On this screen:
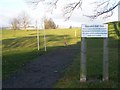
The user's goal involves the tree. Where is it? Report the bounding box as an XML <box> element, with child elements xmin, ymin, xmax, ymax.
<box><xmin>19</xmin><ymin>11</ymin><xmax>30</xmax><ymax>30</ymax></box>
<box><xmin>44</xmin><ymin>18</ymin><xmax>56</xmax><ymax>29</ymax></box>
<box><xmin>10</xmin><ymin>18</ymin><xmax>20</xmax><ymax>30</ymax></box>
<box><xmin>27</xmin><ymin>0</ymin><xmax>120</xmax><ymax>20</ymax></box>
<box><xmin>26</xmin><ymin>0</ymin><xmax>120</xmax><ymax>81</ymax></box>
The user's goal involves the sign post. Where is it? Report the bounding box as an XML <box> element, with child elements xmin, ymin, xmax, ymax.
<box><xmin>80</xmin><ymin>24</ymin><xmax>109</xmax><ymax>82</ymax></box>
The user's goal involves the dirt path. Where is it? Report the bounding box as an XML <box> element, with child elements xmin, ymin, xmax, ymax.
<box><xmin>3</xmin><ymin>46</ymin><xmax>80</xmax><ymax>88</ymax></box>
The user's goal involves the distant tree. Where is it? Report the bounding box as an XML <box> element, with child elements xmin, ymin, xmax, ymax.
<box><xmin>10</xmin><ymin>18</ymin><xmax>20</xmax><ymax>30</ymax></box>
<box><xmin>44</xmin><ymin>18</ymin><xmax>56</xmax><ymax>29</ymax></box>
<box><xmin>69</xmin><ymin>26</ymin><xmax>72</xmax><ymax>29</ymax></box>
<box><xmin>19</xmin><ymin>11</ymin><xmax>31</xmax><ymax>30</ymax></box>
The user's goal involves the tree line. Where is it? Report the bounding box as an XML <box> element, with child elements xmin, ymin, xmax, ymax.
<box><xmin>10</xmin><ymin>12</ymin><xmax>57</xmax><ymax>30</ymax></box>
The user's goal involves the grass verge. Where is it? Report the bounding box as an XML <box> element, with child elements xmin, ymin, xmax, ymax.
<box><xmin>54</xmin><ymin>38</ymin><xmax>120</xmax><ymax>88</ymax></box>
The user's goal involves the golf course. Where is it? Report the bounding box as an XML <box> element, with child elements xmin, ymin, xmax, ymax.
<box><xmin>0</xmin><ymin>26</ymin><xmax>120</xmax><ymax>88</ymax></box>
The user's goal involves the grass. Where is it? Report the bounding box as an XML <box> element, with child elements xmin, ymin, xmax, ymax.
<box><xmin>54</xmin><ymin>38</ymin><xmax>119</xmax><ymax>88</ymax></box>
<box><xmin>0</xmin><ymin>29</ymin><xmax>80</xmax><ymax>79</ymax></box>
<box><xmin>0</xmin><ymin>26</ymin><xmax>120</xmax><ymax>88</ymax></box>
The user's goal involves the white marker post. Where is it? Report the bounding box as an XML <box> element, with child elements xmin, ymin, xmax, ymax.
<box><xmin>80</xmin><ymin>24</ymin><xmax>109</xmax><ymax>82</ymax></box>
<box><xmin>43</xmin><ymin>21</ymin><xmax>47</xmax><ymax>51</ymax></box>
<box><xmin>36</xmin><ymin>20</ymin><xmax>40</xmax><ymax>51</ymax></box>
<box><xmin>43</xmin><ymin>4</ymin><xmax>47</xmax><ymax>52</ymax></box>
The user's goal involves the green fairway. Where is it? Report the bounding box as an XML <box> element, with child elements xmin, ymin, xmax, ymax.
<box><xmin>55</xmin><ymin>38</ymin><xmax>118</xmax><ymax>88</ymax></box>
<box><xmin>0</xmin><ymin>28</ymin><xmax>119</xmax><ymax>88</ymax></box>
<box><xmin>1</xmin><ymin>29</ymin><xmax>80</xmax><ymax>79</ymax></box>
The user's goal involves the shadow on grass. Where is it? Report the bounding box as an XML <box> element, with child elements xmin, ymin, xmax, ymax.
<box><xmin>2</xmin><ymin>35</ymin><xmax>79</xmax><ymax>79</ymax></box>
<box><xmin>54</xmin><ymin>38</ymin><xmax>120</xmax><ymax>88</ymax></box>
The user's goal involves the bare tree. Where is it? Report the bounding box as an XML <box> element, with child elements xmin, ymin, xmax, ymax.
<box><xmin>27</xmin><ymin>0</ymin><xmax>120</xmax><ymax>20</ymax></box>
<box><xmin>86</xmin><ymin>0</ymin><xmax>120</xmax><ymax>19</ymax></box>
<box><xmin>10</xmin><ymin>18</ymin><xmax>20</xmax><ymax>30</ymax></box>
<box><xmin>19</xmin><ymin>11</ymin><xmax>30</xmax><ymax>30</ymax></box>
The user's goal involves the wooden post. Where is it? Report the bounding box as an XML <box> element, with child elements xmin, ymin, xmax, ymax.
<box><xmin>80</xmin><ymin>37</ymin><xmax>86</xmax><ymax>82</ymax></box>
<box><xmin>103</xmin><ymin>38</ymin><xmax>109</xmax><ymax>81</ymax></box>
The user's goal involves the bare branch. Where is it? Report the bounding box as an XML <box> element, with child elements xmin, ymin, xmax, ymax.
<box><xmin>63</xmin><ymin>0</ymin><xmax>82</xmax><ymax>20</ymax></box>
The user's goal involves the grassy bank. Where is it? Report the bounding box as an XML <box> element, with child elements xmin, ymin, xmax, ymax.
<box><xmin>1</xmin><ymin>29</ymin><xmax>80</xmax><ymax>79</ymax></box>
<box><xmin>54</xmin><ymin>38</ymin><xmax>118</xmax><ymax>88</ymax></box>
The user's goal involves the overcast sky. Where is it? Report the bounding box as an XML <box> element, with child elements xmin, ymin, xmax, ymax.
<box><xmin>0</xmin><ymin>0</ymin><xmax>118</xmax><ymax>27</ymax></box>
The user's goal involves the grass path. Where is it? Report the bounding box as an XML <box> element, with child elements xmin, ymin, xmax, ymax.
<box><xmin>3</xmin><ymin>45</ymin><xmax>80</xmax><ymax>88</ymax></box>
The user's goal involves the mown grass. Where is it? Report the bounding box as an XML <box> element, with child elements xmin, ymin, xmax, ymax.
<box><xmin>54</xmin><ymin>38</ymin><xmax>119</xmax><ymax>88</ymax></box>
<box><xmin>1</xmin><ymin>29</ymin><xmax>80</xmax><ymax>79</ymax></box>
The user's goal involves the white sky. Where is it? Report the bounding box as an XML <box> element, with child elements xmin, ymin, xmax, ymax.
<box><xmin>0</xmin><ymin>0</ymin><xmax>118</xmax><ymax>27</ymax></box>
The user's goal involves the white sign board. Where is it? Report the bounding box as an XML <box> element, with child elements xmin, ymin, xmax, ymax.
<box><xmin>82</xmin><ymin>24</ymin><xmax>108</xmax><ymax>37</ymax></box>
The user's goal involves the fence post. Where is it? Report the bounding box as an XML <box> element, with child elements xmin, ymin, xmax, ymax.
<box><xmin>103</xmin><ymin>38</ymin><xmax>109</xmax><ymax>81</ymax></box>
<box><xmin>80</xmin><ymin>37</ymin><xmax>87</xmax><ymax>82</ymax></box>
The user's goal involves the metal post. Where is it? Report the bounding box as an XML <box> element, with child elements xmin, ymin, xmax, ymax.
<box><xmin>80</xmin><ymin>37</ymin><xmax>87</xmax><ymax>82</ymax></box>
<box><xmin>36</xmin><ymin>20</ymin><xmax>40</xmax><ymax>50</ymax></box>
<box><xmin>103</xmin><ymin>38</ymin><xmax>109</xmax><ymax>81</ymax></box>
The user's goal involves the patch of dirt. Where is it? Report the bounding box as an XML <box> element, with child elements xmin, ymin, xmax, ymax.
<box><xmin>2</xmin><ymin>46</ymin><xmax>80</xmax><ymax>88</ymax></box>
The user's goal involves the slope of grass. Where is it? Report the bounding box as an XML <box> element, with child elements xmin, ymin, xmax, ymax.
<box><xmin>1</xmin><ymin>29</ymin><xmax>80</xmax><ymax>79</ymax></box>
<box><xmin>54</xmin><ymin>38</ymin><xmax>120</xmax><ymax>88</ymax></box>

===

Copy out each line from the rows above that contains the word "dirt", leaving every line unchanged.

### Solution to this task
The user's goal involves the dirt path. Where is it? Report the bounding box as an XML <box> element, with child elements xmin, ymin, xmax, ymax.
The user's goal involves the patch of dirt. Where is it? Report the bounding box as an XML <box> element, with child elements xmin, ymin, xmax, ymax.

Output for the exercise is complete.